Available records:
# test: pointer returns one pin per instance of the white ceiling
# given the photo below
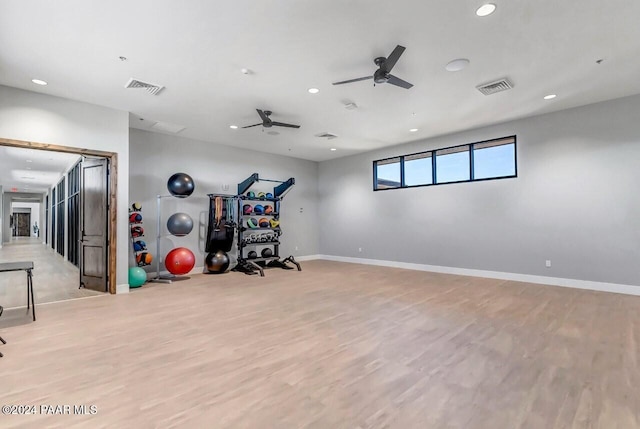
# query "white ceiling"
(32, 170)
(196, 49)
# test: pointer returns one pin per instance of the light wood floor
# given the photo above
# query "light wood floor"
(334, 346)
(54, 278)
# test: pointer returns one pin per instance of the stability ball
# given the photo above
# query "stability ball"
(180, 261)
(217, 262)
(137, 277)
(180, 224)
(180, 185)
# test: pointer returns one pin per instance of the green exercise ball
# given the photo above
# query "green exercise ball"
(137, 277)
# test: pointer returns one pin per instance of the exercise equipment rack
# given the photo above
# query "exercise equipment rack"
(245, 264)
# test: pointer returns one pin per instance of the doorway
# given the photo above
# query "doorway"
(56, 217)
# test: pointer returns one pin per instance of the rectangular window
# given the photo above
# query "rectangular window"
(495, 158)
(452, 165)
(387, 173)
(418, 169)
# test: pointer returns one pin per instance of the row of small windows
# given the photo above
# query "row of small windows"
(493, 159)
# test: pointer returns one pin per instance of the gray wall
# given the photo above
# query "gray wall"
(575, 202)
(41, 118)
(155, 157)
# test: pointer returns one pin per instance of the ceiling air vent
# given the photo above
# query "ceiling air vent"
(151, 88)
(326, 135)
(495, 86)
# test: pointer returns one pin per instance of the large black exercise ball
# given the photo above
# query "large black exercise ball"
(217, 262)
(179, 224)
(180, 185)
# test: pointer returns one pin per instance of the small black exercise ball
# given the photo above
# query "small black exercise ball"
(180, 185)
(217, 262)
(180, 224)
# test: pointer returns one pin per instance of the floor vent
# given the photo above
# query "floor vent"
(496, 86)
(151, 88)
(326, 135)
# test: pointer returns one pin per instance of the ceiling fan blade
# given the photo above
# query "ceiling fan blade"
(264, 117)
(399, 82)
(392, 59)
(353, 80)
(281, 124)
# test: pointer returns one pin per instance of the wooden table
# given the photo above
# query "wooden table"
(23, 266)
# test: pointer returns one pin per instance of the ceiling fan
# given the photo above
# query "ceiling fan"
(383, 74)
(268, 123)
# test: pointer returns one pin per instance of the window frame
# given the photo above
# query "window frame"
(432, 154)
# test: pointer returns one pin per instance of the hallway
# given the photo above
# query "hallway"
(54, 278)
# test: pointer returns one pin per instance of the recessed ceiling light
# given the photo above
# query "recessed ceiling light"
(486, 9)
(457, 65)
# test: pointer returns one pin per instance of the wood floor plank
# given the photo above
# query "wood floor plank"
(334, 346)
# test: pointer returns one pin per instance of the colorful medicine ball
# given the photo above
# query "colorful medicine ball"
(137, 231)
(135, 218)
(144, 258)
(180, 261)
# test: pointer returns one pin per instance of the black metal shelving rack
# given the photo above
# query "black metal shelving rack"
(245, 243)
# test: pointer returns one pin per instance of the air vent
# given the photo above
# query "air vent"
(151, 88)
(326, 135)
(496, 86)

Problem description:
An exact copy of the entries, minus the pictures, is what's needed here.

Reply:
# test: pointer returns one pin per instance of the white ceiling
# given the photo below
# query "white ceiling"
(32, 170)
(196, 49)
# test: pointer returns one pin per instance of the light wood floor
# given the photo above
# query "light wood floor"
(334, 346)
(54, 278)
# test: pointer returns one pin per instance of the stability ball
# given the photo above
# query "stability ball"
(180, 261)
(217, 262)
(137, 277)
(180, 224)
(180, 185)
# test: pointer returns one pin per instance of the green exercise ball
# given the photo above
# query "green exercise ball"
(137, 277)
# test: pointer returns one pin per instance of the exercise equipment rack
# given the photo above
# query "exercise equipment rack"
(245, 264)
# test: pointer returns one pin per instance of the doorway
# given the photo above
# query "doorway"
(56, 217)
# test: pointer returns one pin per instance of the rectangular window
# given the photo above
# query "rectangular window"
(495, 158)
(452, 165)
(387, 173)
(418, 169)
# test: pointer returns one pin per instance of the row of small windows
# given the photo above
# query "row of small windows"
(493, 159)
# test: pointer returns one pin per instance of the gray wall
# given the photo above
# query "gray wall"
(575, 202)
(41, 118)
(155, 157)
# test: pointer returns one pin per instance of the ceiling air vent
# given the photo above
# query "ceiling air vent"
(151, 88)
(326, 135)
(495, 86)
# test: pointer returns one pin per instance of the large black exercise ball
# given the photo above
# query "large black exercise ball"
(217, 262)
(179, 224)
(180, 185)
# test: pointer returns one pin per instance of the small black exercise ball
# given the photo above
# query "small black exercise ball"
(180, 185)
(217, 262)
(180, 224)
# test: pointer returns one pin per instance of the floor vent
# given the photo above
# query "floor vent"
(496, 86)
(151, 88)
(326, 135)
# test: pointer returns one pin per instance of the ceiling fan blade
# given the photo above
# query "ceiling fan blade"
(264, 117)
(399, 82)
(392, 59)
(353, 80)
(281, 124)
# test: pointer returns one pin per instance of the wooden table
# given the photo above
# query "wooden table"
(23, 266)
# test: pointer returns one pin per instance of the ceiling fan
# given the photo above
# query "ceiling fan"
(383, 74)
(268, 123)
# test: pointer returns one pin per instance of the window frame
# given the photo above
# query "window frame"
(432, 154)
# test: pointer returns one pin per instance of the hallway
# given the photo above
# query "hallway"
(54, 278)
# test: pointer returns one pin per instance of the recessed ceiling light
# given the photo above
# query "recessed ceiling light"
(486, 9)
(457, 65)
# test: pointer returns one pin per instance of the wood floor plank
# given the photo above
# query "wood floor plank"
(334, 346)
# test: pointer returns one pin per instance of the colorful medicine ball
# given the photo above
# query "colorful medicine ball"
(137, 231)
(135, 218)
(144, 258)
(180, 261)
# test: pointer returns one pin per instance of the black metal shelving rack
# given the photo above
# query "black metal shelving rack"
(245, 243)
# test: pointer returns one pin per instance of the air vent
# given the photo above
# query "air vent"
(151, 88)
(326, 135)
(496, 86)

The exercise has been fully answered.